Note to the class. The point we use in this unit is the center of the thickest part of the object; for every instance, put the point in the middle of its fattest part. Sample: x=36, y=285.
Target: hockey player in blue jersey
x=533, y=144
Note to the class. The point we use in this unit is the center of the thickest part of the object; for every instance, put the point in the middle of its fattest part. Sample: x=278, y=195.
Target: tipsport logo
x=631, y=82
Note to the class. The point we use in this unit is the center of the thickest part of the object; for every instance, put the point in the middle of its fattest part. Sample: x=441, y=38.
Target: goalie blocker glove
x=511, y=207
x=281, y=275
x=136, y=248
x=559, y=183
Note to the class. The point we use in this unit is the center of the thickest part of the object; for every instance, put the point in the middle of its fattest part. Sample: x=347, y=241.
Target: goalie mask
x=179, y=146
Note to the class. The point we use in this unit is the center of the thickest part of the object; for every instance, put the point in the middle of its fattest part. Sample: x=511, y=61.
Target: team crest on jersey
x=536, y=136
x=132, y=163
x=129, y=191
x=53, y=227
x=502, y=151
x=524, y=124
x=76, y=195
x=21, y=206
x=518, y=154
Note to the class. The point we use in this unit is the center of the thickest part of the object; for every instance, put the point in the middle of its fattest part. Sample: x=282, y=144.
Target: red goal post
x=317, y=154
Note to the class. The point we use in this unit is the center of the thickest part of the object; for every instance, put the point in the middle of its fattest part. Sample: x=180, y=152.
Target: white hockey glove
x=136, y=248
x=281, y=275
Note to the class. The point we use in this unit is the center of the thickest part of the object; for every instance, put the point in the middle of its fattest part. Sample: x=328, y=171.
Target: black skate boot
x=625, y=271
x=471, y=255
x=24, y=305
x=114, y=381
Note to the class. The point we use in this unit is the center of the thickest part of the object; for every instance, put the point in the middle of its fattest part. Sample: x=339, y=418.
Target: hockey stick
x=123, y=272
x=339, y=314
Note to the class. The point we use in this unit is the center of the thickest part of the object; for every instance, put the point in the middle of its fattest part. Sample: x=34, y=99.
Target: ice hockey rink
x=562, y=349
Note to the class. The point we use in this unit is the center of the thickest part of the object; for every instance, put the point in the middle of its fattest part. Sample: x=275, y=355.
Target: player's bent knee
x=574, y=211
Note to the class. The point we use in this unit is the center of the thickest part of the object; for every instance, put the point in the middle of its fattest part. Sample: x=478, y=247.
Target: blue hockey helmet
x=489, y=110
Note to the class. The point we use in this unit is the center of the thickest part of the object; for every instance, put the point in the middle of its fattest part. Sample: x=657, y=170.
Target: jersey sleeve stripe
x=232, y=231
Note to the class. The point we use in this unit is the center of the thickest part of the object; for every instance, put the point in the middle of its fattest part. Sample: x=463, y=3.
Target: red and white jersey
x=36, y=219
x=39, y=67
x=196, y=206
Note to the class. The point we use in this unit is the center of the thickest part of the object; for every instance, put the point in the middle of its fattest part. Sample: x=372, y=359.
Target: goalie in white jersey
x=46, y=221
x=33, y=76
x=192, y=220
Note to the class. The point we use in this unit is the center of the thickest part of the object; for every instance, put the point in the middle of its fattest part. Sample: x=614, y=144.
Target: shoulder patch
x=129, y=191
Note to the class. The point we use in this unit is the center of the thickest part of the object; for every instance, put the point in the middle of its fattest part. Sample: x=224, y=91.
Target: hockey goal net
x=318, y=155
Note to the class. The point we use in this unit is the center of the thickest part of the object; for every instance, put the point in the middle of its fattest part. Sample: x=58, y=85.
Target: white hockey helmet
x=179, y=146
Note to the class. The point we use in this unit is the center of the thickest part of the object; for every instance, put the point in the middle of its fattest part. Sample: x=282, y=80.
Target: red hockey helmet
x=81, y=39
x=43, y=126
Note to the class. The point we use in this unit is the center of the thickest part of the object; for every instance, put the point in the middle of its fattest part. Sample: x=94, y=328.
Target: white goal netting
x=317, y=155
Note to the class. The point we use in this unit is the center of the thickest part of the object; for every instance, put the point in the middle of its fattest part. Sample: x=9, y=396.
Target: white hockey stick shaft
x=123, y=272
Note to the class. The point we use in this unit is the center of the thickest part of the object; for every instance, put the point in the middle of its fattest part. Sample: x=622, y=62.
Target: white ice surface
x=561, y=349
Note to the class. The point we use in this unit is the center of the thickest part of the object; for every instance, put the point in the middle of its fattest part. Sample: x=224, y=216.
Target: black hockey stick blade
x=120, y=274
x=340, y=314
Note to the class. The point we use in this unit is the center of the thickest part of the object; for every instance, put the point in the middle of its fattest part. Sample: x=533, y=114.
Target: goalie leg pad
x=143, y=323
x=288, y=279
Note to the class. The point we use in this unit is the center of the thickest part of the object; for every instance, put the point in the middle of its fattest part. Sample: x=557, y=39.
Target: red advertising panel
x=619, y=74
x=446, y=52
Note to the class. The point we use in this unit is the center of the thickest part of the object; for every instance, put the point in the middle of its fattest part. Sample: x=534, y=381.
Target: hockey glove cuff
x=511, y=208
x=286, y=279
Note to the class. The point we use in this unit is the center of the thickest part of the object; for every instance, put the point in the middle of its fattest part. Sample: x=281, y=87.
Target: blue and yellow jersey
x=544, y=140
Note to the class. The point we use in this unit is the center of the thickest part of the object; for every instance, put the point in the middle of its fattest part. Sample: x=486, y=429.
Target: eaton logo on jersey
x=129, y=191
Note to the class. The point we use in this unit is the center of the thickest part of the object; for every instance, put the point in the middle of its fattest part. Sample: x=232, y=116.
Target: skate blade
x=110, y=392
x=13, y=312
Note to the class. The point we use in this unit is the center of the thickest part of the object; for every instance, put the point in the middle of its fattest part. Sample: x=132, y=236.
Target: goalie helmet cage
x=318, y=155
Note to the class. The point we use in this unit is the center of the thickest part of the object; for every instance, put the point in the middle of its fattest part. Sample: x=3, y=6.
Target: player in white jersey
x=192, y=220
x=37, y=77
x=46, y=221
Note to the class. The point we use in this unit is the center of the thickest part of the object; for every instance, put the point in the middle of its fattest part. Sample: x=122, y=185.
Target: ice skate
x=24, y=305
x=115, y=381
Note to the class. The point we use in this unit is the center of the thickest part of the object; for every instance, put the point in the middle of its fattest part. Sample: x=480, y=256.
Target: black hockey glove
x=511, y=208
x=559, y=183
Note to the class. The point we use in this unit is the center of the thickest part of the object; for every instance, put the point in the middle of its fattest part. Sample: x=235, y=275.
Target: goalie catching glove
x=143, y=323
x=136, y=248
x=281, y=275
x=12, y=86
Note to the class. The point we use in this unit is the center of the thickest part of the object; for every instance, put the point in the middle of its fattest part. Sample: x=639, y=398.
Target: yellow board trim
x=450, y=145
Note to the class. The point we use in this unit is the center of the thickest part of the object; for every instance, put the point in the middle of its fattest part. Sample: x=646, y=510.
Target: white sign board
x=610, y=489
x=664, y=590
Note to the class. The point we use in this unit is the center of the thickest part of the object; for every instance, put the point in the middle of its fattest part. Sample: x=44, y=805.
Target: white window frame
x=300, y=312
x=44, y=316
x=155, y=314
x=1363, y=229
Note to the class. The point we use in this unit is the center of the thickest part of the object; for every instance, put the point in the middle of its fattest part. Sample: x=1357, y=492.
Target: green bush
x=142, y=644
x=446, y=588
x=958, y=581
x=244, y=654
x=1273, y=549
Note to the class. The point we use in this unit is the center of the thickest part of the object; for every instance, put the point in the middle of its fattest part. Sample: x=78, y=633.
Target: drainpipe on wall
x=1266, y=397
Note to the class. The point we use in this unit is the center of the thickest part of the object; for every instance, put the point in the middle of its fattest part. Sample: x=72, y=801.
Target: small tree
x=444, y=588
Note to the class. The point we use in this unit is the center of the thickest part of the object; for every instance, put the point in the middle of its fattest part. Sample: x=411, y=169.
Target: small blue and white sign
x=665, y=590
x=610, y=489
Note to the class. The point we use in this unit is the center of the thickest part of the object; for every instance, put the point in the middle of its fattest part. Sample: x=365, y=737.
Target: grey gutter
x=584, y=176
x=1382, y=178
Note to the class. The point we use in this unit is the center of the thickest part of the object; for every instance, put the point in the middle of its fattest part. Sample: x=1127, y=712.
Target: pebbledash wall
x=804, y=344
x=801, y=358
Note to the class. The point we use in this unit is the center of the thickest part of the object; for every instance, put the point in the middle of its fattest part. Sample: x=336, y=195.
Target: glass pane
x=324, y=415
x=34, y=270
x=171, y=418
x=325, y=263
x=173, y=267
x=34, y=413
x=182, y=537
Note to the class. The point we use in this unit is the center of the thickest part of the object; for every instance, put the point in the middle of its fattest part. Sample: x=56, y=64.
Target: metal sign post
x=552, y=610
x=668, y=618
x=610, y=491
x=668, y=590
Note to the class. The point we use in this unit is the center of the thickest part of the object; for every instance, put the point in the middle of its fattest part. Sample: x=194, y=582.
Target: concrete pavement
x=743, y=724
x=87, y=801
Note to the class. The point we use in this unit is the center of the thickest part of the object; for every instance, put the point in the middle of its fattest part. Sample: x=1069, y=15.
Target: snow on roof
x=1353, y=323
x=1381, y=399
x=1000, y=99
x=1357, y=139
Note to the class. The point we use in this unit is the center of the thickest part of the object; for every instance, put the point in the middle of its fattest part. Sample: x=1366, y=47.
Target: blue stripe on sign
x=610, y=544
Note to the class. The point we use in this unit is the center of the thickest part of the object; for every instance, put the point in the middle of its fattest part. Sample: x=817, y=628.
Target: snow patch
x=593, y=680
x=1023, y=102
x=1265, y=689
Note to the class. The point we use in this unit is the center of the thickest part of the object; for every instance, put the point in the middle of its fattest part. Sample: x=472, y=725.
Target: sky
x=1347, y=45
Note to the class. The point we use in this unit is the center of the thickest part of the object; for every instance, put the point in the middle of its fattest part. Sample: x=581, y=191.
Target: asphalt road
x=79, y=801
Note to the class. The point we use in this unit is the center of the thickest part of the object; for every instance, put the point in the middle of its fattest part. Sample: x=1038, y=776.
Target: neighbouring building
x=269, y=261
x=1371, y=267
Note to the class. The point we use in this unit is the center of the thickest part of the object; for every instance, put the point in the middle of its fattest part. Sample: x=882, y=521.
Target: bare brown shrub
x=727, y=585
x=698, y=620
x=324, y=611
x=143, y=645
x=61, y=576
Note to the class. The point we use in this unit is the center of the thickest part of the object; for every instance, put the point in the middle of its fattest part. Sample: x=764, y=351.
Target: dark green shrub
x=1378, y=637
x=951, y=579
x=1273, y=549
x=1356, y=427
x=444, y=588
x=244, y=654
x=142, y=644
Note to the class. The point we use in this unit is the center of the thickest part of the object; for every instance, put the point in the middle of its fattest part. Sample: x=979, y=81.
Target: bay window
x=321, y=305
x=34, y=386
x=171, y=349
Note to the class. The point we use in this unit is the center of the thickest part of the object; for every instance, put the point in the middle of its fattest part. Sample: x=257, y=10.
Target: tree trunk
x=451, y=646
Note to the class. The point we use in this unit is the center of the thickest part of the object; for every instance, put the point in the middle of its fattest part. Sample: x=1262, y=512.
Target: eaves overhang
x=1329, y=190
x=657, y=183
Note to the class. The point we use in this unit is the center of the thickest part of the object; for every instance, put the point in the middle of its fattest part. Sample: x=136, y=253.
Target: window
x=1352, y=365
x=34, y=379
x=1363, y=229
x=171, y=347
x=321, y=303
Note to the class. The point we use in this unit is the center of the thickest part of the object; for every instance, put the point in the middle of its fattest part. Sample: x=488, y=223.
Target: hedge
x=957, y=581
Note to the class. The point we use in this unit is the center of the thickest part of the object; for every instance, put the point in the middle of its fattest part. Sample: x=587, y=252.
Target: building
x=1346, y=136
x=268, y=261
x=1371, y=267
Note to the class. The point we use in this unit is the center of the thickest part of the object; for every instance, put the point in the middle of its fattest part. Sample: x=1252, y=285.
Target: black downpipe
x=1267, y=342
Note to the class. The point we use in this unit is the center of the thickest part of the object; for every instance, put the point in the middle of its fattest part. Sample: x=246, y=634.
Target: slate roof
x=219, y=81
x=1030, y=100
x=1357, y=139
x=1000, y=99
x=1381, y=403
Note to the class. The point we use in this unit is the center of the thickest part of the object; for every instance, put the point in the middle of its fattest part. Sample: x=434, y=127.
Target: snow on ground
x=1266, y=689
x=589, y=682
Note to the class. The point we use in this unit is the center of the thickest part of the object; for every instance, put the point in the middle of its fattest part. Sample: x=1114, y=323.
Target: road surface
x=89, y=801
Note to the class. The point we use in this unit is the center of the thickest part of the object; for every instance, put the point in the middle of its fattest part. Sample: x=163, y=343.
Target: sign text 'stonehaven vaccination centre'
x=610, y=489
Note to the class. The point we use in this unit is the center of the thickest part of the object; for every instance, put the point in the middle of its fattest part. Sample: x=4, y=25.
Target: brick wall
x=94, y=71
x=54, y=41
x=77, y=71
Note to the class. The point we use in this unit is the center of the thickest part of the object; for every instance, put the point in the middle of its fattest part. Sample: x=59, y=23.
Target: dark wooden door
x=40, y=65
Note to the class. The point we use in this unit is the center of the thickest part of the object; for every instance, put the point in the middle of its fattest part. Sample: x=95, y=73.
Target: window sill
::::
* [What is expected] Copy out the rows from the line containing "Sample: x=336, y=195." up to and including the line containing "x=325, y=263", requests included, and shift every answer coordinate up by 7. Leave the sample coordinates in the requests unchanged.

* [Written answer]
Note to the class. The point we use in this unit is the center of the thickest part of the object; for every instance, put the point in the middle of its fattest part. Sample: x=336, y=195.
Target: glass pane
x=331, y=422
x=41, y=277
x=178, y=425
x=332, y=270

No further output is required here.